--- Passage ---
Big Issue Investing: Values-Based Investing is Less of a Trend
The word continues to change in dramatic ways. The lack of communication and lack of openness regarding mental health is no longer non-existent. In fact, for some, last night’s dinner conversation may have included mental health after Fox aired their newest hip-hop drama, Empire.
Empire Via http://www.fox.com/empire
Facebook, Inc. recently expanded its socially conscious and values-based branding by way of the social site updating tools geared toward preventing suicide.
Seems like companies are realizing that doing good and doing well financially often go hand in hand.
Gone are the days where wanting to invest in a way that reflects their personal beliefs came with few options. In fact, many investors and corporations no longer deride values-based investing (VBI) as a feel-good money loser.
According to a 2012 study by the Forum for Sustainable and Responsible Investment (US: SIF), an investor group, values-based investing now accounted for $3.74 trillion, or roughly one in every eight to nine dollars under professional portfolio management. That’s 22% higher than the $3.1 trillion in VBI investments listed in the organization’s 2010 report.
--- Data provided ---
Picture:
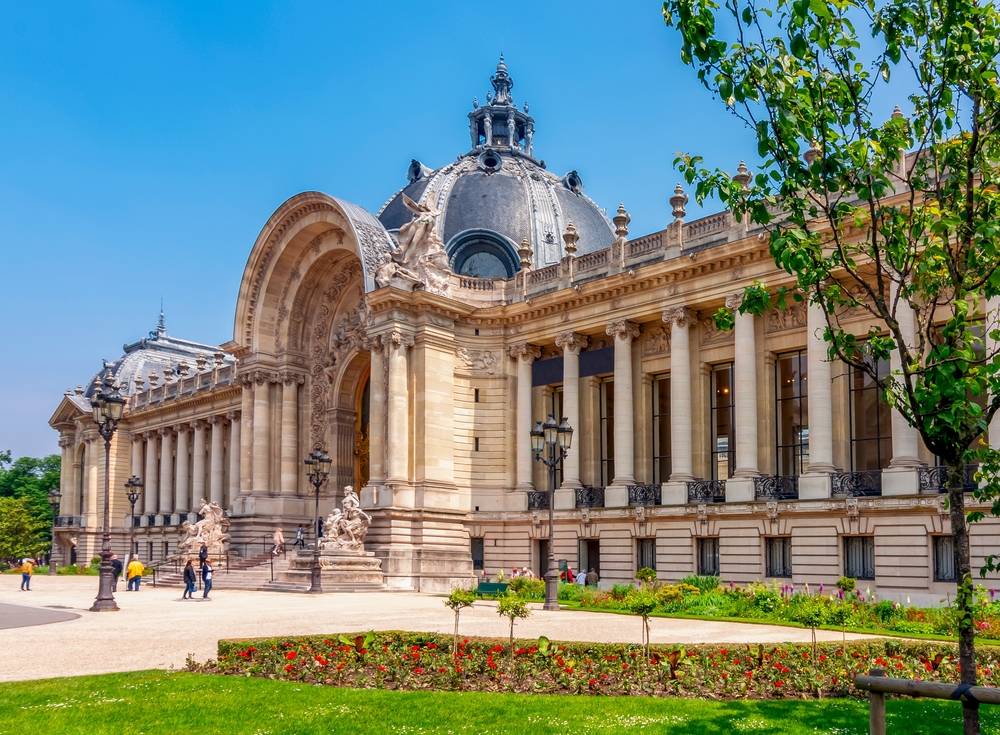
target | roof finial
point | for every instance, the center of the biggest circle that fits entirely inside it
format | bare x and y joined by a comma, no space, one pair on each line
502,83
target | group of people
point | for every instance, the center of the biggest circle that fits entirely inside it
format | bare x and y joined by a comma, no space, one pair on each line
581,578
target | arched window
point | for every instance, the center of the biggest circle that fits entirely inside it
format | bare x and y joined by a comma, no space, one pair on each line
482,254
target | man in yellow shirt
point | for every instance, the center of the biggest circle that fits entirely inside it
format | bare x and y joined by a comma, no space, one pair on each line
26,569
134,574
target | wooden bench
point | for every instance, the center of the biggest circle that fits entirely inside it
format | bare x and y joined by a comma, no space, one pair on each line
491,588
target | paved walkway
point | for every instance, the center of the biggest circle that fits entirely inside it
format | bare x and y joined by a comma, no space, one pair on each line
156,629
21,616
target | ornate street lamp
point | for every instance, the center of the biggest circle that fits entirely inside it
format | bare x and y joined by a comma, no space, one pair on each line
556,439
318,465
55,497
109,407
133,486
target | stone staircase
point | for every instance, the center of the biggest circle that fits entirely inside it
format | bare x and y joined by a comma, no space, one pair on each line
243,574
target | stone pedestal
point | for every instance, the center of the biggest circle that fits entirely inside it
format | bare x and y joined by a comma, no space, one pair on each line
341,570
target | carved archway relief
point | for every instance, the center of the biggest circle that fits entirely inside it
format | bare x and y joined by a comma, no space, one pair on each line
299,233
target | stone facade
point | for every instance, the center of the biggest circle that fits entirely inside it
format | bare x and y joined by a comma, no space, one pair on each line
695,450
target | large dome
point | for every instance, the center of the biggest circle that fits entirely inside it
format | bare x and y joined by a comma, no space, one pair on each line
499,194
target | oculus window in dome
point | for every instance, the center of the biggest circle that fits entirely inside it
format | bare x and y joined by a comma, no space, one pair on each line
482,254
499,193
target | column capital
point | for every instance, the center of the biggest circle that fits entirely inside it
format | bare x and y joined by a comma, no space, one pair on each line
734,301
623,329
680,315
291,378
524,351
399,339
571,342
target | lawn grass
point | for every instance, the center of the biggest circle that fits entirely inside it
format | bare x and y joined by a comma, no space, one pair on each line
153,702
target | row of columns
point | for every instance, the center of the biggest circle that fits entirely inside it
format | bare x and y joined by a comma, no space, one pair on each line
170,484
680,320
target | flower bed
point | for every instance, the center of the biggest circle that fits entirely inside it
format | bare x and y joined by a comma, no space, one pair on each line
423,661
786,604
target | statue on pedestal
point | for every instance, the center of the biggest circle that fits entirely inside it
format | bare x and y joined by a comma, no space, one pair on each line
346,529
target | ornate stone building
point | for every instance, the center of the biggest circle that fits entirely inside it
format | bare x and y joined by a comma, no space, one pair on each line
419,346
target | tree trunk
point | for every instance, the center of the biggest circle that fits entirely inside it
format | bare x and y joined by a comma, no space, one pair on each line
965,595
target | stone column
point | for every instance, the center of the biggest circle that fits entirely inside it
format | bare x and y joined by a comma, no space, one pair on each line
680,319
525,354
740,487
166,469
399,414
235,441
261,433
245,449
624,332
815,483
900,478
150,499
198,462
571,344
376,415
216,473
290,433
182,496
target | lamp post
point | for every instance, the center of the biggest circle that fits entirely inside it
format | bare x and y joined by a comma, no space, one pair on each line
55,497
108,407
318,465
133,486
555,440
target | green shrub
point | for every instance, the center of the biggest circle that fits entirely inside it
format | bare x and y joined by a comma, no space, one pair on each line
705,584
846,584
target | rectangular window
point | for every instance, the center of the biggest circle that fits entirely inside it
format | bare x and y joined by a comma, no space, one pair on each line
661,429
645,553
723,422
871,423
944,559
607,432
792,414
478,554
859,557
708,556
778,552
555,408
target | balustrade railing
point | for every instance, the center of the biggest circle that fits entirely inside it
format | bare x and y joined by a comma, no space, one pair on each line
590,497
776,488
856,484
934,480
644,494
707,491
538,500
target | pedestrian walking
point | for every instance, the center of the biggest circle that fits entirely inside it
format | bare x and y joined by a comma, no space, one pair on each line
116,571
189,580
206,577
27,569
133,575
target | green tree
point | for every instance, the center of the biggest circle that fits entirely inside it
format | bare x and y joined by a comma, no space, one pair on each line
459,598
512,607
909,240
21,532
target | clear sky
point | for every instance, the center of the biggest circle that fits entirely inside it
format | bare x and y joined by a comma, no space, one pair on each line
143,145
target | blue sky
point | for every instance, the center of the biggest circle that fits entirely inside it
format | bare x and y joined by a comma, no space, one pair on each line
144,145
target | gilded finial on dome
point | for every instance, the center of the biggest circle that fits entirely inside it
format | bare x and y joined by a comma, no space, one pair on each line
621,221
---
** Activity A **
Please output the passage of the values-based investing article starting at "Gone are the" and ending at "feel-good money loser.", copied word for word.
** Activity B **
According to the 2012 study cited in the values-based investing article, roughly what share of dollars under professional portfolio management went to values-based investing?
** Activity C **
List every company or organization named in the values-based investing article.

** Reply A **
Gone are the days where wanting to invest in a way that reflects their personal beliefs came with few options. In fact, many investors and corporations no longer deride values-based investing (VBI) as a feel-good money loser.

** Reply B **
Roughly one in every eight to nine dollars.

** Reply C **
Fox
Facebook, Inc.
Forum for Sustainable and Responsible Investment (US: SIF)